▶ TASK
Each entry, as given, must be output unchanged.

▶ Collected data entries
────
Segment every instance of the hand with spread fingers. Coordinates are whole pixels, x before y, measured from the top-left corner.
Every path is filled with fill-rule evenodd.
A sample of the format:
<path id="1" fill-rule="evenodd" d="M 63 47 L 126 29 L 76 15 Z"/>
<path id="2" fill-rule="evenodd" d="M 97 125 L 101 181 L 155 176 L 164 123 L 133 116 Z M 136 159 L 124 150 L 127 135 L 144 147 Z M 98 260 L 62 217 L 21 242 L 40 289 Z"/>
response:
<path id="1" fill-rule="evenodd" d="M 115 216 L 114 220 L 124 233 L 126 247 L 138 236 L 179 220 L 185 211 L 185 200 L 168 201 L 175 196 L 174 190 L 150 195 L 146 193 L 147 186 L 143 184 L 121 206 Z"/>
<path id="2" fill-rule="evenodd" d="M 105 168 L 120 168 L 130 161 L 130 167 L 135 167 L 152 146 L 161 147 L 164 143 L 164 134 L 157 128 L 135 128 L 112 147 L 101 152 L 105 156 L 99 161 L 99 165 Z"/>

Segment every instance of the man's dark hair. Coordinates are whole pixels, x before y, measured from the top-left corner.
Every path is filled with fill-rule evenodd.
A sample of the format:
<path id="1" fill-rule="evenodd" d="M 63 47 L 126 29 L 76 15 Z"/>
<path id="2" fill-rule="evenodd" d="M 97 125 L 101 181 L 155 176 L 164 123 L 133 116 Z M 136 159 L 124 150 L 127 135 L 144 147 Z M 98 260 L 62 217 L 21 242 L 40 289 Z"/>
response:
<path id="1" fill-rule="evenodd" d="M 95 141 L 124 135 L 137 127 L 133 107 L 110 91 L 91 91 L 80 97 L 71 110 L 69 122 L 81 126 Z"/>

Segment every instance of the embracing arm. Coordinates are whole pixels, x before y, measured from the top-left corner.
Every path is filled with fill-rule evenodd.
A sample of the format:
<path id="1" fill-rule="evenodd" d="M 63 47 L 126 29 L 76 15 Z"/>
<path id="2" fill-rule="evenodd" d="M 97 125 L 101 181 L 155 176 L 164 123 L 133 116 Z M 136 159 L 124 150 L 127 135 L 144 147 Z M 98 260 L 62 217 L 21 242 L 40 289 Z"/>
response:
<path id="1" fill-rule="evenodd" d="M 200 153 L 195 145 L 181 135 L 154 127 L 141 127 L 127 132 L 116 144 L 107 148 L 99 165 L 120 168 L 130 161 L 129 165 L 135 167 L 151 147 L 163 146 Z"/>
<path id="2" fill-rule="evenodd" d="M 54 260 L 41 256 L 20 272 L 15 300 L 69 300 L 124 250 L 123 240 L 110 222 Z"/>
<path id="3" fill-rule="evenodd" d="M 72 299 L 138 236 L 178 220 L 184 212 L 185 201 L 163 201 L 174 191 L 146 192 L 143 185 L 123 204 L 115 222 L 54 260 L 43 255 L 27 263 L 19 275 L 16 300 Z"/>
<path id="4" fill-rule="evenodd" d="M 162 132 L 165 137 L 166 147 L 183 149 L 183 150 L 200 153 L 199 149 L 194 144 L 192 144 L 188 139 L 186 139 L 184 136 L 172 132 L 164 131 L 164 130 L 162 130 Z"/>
────
▶ REPLY TO THE TASK
Segment every instance of the hand with spread fingers. Coordinates are whole pixels, x before y, measured from the top-left corner.
Every path is filled with fill-rule evenodd.
A sample of the format:
<path id="1" fill-rule="evenodd" d="M 63 47 L 126 29 L 76 15 Z"/>
<path id="2" fill-rule="evenodd" d="M 97 125 L 101 181 L 155 176 L 164 123 L 133 116 Z M 136 159 L 124 150 L 127 135 L 144 147 Z M 98 260 L 62 217 L 21 242 L 40 289 Z"/>
response:
<path id="1" fill-rule="evenodd" d="M 115 216 L 114 220 L 124 233 L 126 247 L 138 236 L 179 220 L 185 211 L 185 200 L 168 201 L 175 196 L 174 190 L 150 195 L 146 193 L 147 186 L 143 184 L 121 206 Z"/>
<path id="2" fill-rule="evenodd" d="M 105 168 L 120 168 L 130 161 L 130 167 L 135 167 L 152 146 L 161 147 L 164 143 L 164 134 L 157 128 L 135 128 L 112 147 L 101 152 L 105 156 L 99 161 L 99 165 Z"/>

Segment every instance of the man's dark hair. Coordinates are whole pixels, x before y, measured from the top-left corner.
Every path is filled with fill-rule evenodd.
A sample of the format:
<path id="1" fill-rule="evenodd" d="M 63 47 L 126 29 L 76 15 Z"/>
<path id="2" fill-rule="evenodd" d="M 97 125 L 101 181 L 155 176 L 164 123 L 133 116 Z M 136 159 L 124 150 L 127 135 L 144 147 Z M 98 260 L 62 217 L 21 242 L 40 289 Z"/>
response:
<path id="1" fill-rule="evenodd" d="M 95 141 L 124 135 L 137 127 L 133 107 L 110 91 L 91 91 L 80 97 L 71 110 L 69 122 L 81 126 Z"/>

Segment every instance of the embracing arm. Coordinates are whole pixels, x before y, measured from the top-left corner.
Every path is filled with fill-rule evenodd.
A sample of the format:
<path id="1" fill-rule="evenodd" d="M 63 47 L 126 29 L 76 15 Z"/>
<path id="2" fill-rule="evenodd" d="M 97 125 L 101 181 L 155 176 L 164 123 L 133 116 Z M 136 159 L 124 150 L 127 135 L 144 147 Z M 98 260 L 62 217 L 21 242 L 40 289 Z"/>
response:
<path id="1" fill-rule="evenodd" d="M 200 153 L 195 145 L 181 135 L 154 127 L 141 127 L 127 132 L 116 144 L 107 148 L 99 165 L 120 168 L 130 161 L 129 165 L 135 167 L 151 147 L 163 146 Z"/>
<path id="2" fill-rule="evenodd" d="M 54 260 L 41 256 L 20 272 L 15 300 L 69 300 L 124 250 L 123 240 L 110 222 Z"/>
<path id="3" fill-rule="evenodd" d="M 72 299 L 138 236 L 178 220 L 184 212 L 185 201 L 163 201 L 174 191 L 146 192 L 143 185 L 123 204 L 115 222 L 54 260 L 43 255 L 27 263 L 19 275 L 16 300 Z"/>
<path id="4" fill-rule="evenodd" d="M 162 132 L 165 137 L 166 147 L 183 149 L 183 150 L 200 153 L 199 149 L 194 144 L 192 144 L 188 139 L 186 139 L 184 136 L 172 132 L 164 131 L 164 130 L 162 130 Z"/>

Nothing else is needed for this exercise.